Required action 1: According to the legislative summary, during what period may a trustee recant a decanting under the measure sponsored by Braunstein?
Required action 2: Decide whether each statement agrees with the legislative summary, and answer yes or no for each, quoting the words that decide it: (a) The bill on abusive guardianship petitions passed both the Assembly and the Senate. (b) The measure on interest on a delayed legacy for a posthumous child was enacted. (c) The bill protecting the estates of divorced individuals was advanced to third reading.
Required action 3: Extract the part of the legislative summary between "Clarifying requirements for" and "A.6263 – Braunstein.", inclusive.

Exercise passage:
+++

Protecting against abusive guardianship petitions. This measure would prevent misuse of the guardianship law. It would end a disturbing practice by some nursing homes that file guardianship petitions against vulnerable nursing home residents, over the objections of family members, primarily for the purpose of bill collection, A.6510 – Weinstein (Passed Assembly Only).

Trusts and Estates

The Assembly Judiciary Committee advanced and clarified trust and estates laws to better meet the needs of New Yorkers.

Interest on delayed legacy for posthumous child. This measure was enacted to ensure equal protection for children conceived after the death of a parent by establishing the commencement date for payment of a legacy with interest to a genetic posthumous child of a decedent entitled to inherit under the Estates Powers and Trusts Law. L. 2015, c. 438, A.6024A – Weinstein.

Clarifying requirements for a fiduciary to recant a decanting. This measure creates a roadmap for a trustee when it is necessary to recant a decanting during the thirty day period before the decanting takes effect. L. 2015, c. 441, A.6263 – Braunstein.

Protecting the estates of divorced individuals from wrongful distribution. This legislation requires a beneficiary of an estate who is related to the decedent’s previous spouse to prove that such distribution was intended by the decedent. A.7638– Seawright (Advanced To Third Reading).

+++

Point-per-instance localization data:
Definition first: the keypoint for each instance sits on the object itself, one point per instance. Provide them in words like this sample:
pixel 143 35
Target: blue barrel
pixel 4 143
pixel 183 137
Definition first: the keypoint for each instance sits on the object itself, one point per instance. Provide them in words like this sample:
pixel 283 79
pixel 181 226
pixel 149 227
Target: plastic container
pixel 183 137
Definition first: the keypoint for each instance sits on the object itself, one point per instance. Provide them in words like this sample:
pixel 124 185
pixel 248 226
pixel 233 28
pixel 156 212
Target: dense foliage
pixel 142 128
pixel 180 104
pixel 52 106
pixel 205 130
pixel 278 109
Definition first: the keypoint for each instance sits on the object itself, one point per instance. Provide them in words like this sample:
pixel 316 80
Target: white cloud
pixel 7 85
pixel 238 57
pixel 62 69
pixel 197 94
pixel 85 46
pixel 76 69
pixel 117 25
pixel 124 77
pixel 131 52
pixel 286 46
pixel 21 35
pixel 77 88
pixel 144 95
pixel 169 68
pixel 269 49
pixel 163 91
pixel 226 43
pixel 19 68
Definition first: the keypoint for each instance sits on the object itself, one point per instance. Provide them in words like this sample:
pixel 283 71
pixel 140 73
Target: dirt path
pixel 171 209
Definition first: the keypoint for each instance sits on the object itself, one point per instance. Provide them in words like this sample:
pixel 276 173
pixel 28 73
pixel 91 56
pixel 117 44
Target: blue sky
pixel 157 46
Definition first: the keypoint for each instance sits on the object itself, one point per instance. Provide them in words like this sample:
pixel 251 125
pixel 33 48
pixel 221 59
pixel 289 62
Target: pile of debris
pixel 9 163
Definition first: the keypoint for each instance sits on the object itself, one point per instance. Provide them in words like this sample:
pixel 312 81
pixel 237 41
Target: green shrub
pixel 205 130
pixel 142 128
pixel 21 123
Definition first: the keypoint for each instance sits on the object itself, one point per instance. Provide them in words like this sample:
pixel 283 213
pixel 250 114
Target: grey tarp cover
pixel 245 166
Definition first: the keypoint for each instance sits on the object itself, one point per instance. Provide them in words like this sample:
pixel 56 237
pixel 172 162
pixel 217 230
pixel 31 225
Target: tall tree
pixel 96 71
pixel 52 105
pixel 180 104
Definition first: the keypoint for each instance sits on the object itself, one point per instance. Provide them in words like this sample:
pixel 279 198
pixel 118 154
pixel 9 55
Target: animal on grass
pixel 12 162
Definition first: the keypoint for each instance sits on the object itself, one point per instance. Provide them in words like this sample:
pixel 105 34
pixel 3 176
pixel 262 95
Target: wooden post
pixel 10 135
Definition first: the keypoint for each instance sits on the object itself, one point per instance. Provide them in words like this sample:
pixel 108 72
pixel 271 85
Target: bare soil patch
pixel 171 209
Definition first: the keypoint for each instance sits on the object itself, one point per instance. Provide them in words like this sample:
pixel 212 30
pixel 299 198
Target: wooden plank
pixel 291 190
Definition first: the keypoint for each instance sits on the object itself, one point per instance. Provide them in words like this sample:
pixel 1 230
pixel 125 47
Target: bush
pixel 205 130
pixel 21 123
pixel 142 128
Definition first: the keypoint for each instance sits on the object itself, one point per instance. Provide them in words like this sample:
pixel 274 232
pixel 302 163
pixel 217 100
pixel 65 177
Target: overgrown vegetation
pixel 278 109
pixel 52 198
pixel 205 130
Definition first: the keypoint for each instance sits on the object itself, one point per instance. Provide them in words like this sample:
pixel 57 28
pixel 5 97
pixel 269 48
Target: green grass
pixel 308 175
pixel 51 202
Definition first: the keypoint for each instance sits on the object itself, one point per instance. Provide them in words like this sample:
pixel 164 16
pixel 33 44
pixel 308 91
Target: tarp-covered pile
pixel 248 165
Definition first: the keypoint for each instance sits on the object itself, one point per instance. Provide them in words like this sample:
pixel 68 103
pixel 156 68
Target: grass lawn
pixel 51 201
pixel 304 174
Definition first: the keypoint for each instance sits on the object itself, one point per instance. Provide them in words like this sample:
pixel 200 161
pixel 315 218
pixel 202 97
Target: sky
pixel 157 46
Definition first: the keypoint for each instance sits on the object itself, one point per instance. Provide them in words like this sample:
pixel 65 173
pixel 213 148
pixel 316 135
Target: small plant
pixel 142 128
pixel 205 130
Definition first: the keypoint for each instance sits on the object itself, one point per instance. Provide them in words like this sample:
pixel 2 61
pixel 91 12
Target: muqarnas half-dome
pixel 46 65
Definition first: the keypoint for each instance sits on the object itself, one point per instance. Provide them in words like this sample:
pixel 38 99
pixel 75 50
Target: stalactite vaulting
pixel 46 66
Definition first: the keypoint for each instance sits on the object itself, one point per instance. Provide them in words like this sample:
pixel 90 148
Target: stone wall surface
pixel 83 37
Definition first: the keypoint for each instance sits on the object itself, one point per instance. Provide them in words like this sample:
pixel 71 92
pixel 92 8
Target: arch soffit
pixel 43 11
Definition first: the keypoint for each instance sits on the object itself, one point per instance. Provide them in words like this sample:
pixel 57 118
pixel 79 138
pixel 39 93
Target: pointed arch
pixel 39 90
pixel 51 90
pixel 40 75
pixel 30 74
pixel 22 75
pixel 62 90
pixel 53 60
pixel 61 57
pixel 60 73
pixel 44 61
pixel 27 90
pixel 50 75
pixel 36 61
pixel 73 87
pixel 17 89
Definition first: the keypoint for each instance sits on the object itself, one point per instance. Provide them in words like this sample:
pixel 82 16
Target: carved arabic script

+++

Written solution 1: During the thirty day period before the decanting takes effect.

Written solution 2:
(a) No: "(Passed Assembly Only)"
(b) Yes: "This measure was enacted"
(c) Yes: "A.7638– Seawright (Advanced To Third Reading)"

Written solution 3:
Clarifying requirements for a fiduciary to recant a decanting. This measure creates a roadmap for a trustee when it is necessary to recant a decanting during the thirty day period before the decanting takes effect. L. 2015, c. 441, A.6263 – Braunstein.